-------- Tekstblok --------

Voorwaardelijke gevangenisstraf wegens verduistering (art. 322) nu verdachte terugbetalingsregeling is aangegaan en niet onaannemelijk is dat een onvoorwaardelijke straf de mogelijkheden om aan deze regeling te voldoen kan verstoren
/Rechtbank Den Haag 1 april 2015, ECLI:NL:RBDHA:2015:3648
Verdachte heeft zich schuldig gemaakt aan verduistering van geldbedragen van in totaal € 400.000. Daartoe heeft hij geldbedragen op meerdere momenten, in het kader van een door hem zelf bedachte en opgestelde geldlening, overgeboekt naar aan hem gelieerde bankrekeningen. Deze geldbedragen betroffen het (voormalige) reservefonds van een vereniging van eigenaren en waren aan het beheer van verdachte toevertrouwd uit hoofde van zijn functie als administrateur van die vereniging van eigenaren, in zijn hoedanigheid van bestuurder van een stichting. In deze hoedanigheden had verdachte het beheer over de bankrekeningen van die entiteiten en kon hij feitelijk beschikken over de daarop staande geldbedragen.
Achtergrond
Op 29 april 2013 heeft benadeelde 4 namens benadeelde partij 1 aangifte gedaan van verduistering. Volgens zijn aangifte zou verdachte als bestuurder van die stichting, en vanuit die functie als administrateur van benadeelde partij 2, geldbedragen van de rekening van de vereniging van eigenaren hebben overgemaakt naar zijn privé- en zakelijke rekeningen. Daartoe zou hij een leenovereenkomst voor een geldbedrag van € 400.000 hebben opgesteld, die hij namens de twee contractpartijen (de vereniging en zijn eigen bedrijf) hebben ondertekend. Volgens aangever had verdachte de leenovereenkomst aan de Raad van Toezicht van de stichting moeten voorleggen op grond van de statuten, hetgeen verdachte niet zou hebben gedaan. Voorts heeft de vereniging verdachte niet op enige wijze toestemming gegeven voor het overmaken van de geldbedragen. Verdachte wordt verweten dat hij een geldbedrag van € 571.335,85, althans € 469.655, althans ongeveer € 400.000 heeft verduisterd. Verdachte heeft bekend dat hij een geldbedrag van € 400.000 heeft verduisterd.
Het standpunt van de officier van justitie
De officier van justitie heeft gerekwireerd tot bewezenverklaring van het ten laste gelegde voor zover dit ziet op een geldbedrag van ongeveer € 400.000.
Het standpunt van de verdediging
De verdediging heeft zich op het standpunt gesteld dat het tenlastegelegde bewezen kan worden verklaard.
Beoordeling rechtbank
Nu verdachte – verduistering van € 400.000 terwijl hij dat geldbedrag onder zich had tegen geldelijke vergoeding – heeft bekend en nadien niet anders heeft verklaard en hij noch zijn raadsman hiervoor vrijspraak hebben bepleit, volstaat de rechtbank met een opgave van bewijsmiddelen.

-------- Gegevens --------

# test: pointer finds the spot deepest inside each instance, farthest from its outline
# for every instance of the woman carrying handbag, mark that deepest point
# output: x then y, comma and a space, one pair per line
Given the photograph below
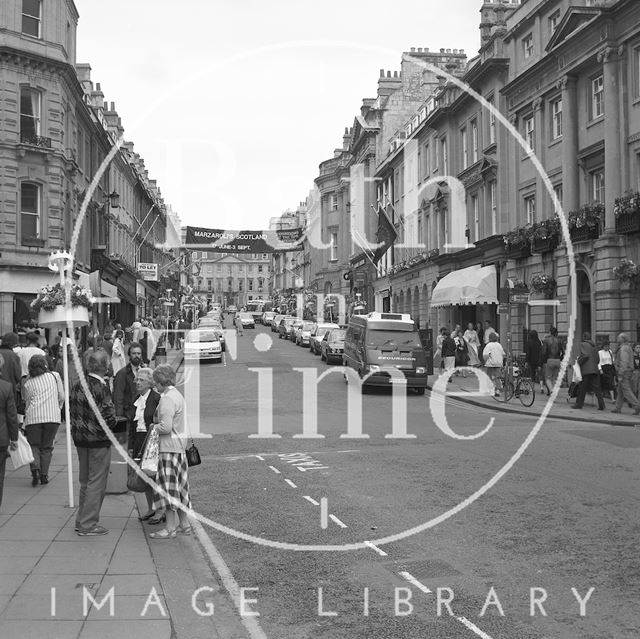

--------

Schriftelijke opdrachten
A. Vervang in de uitspraak over verduistering, in het deel dat begint met "Het standpunt van de officier" en eindigt met "opgave van bewijsmiddelen.", elke keer "officier van justitie" door "advocaat-generaal". Geef dat deel daarna opnieuw.
B. Beantwoord deze vragen aan de hand van de uitspraak over verduistering:
(i) Welke rechtbank deed de uitspraak?
(ii) Op welke datum werd aangifte gedaan van verduistering?
(iii) Welk standpunt nam de verdediging in?
C. Schrijf de uitspraak over verduistering alsjeblieft verder, te beginnen na de laatste zin.
De regels staan los van de uitspraak over verduistering.

Resultaten per opdracht
A.
Het standpunt van de advocaat-generaal
De advocaat-generaal heeft gerekwireerd tot bewezenverklaring van het ten laste gelegde voor zover dit ziet op een geldbedrag van ongeveer € 400.000.
Het standpunt van de verdediging
De verdediging heeft zich op het standpunt gesteld dat het tenlastegelegde bewezen kan worden verklaard.
Beoordeling rechtbank
Nu verdachte – verduistering van € 400.000 terwijl hij dat geldbedrag onder zich had tegen geldelijke vergoeding – heeft bekend en nadien niet anders heeft verklaard en hij noch zijn raadsman hiervoor vrijspraak hebben bepleit, volstaat de rechtbank met een opgave van bewijsmiddelen.

B.
(i) Rechtbank Den Haag.
(ii) Op 29 april 2013.
(iii) Dat het tenlastegelegde bewezen kan worden verklaard.

C.
Op grond van de bewijsmiddelen is de rechtbank van oordeel dat wettig en overtuigend bewezen is dat verdachte in de periode van 23 mei 2011 tot en met 17 september 2012 meermalen geldbedragen, van in totaal € 400.000, heeft verduisterd van de rekening van benadeelde partij 2, welke geldbedragen hij uit hoofde van zijn functie als administrateur van die vereniging in beheer had, en terwijl hij die geldbedragen tegen geldelijke vergoeding onder zich had.
Bewezenverklaring
Verduistering gepleegd door hem die het goed tegen geldelijke vergoeding onder zich heeft, meermalen gepleegd.
Strafoplegging
- een voorwaardelijke gevangenisstraf voor de duur van 9 maanden met een proeftijd van 3 jaar en onder de bijzondere voorwaarde dat de veroordeelde de door hem overeengekomen betalingsregeling met de benadeelde partij 2 en benadeelde partij 1 nakomt middels het betalingsschema;
- een taakstraf voor de tijd van 240 uur.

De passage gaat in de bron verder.